What to do
Wherever the string "black" turns up in the data, copy the whole line.
━━━━━━━━━━━━━━━━━━━━
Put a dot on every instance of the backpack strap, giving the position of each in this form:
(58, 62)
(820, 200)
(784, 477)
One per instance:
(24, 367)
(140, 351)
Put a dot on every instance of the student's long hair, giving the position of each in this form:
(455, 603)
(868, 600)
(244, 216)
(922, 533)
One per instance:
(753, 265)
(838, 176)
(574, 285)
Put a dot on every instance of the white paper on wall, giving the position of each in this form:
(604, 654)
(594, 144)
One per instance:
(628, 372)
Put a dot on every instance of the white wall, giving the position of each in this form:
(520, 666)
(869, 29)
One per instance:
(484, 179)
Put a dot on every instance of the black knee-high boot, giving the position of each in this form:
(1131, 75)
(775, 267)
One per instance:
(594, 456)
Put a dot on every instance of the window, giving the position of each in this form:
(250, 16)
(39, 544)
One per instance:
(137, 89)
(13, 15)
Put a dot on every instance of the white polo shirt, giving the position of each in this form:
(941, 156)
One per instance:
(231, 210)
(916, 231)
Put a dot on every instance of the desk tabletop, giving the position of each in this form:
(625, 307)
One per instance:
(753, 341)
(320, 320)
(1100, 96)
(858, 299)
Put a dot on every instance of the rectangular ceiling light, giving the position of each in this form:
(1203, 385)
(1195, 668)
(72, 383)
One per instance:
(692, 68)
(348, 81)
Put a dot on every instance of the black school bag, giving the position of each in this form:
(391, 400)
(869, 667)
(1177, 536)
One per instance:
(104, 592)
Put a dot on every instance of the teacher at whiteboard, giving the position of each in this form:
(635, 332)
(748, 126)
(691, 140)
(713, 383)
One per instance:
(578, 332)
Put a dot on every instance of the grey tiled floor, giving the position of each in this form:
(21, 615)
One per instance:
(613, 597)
━━━━━━━━━━━━━━━━━━━━
Exercise result
Put a dot on every instance of the black knee-high boot, giving the position of each in this form:
Put a dot on every instance of the black school bag, giving the position of each in this form:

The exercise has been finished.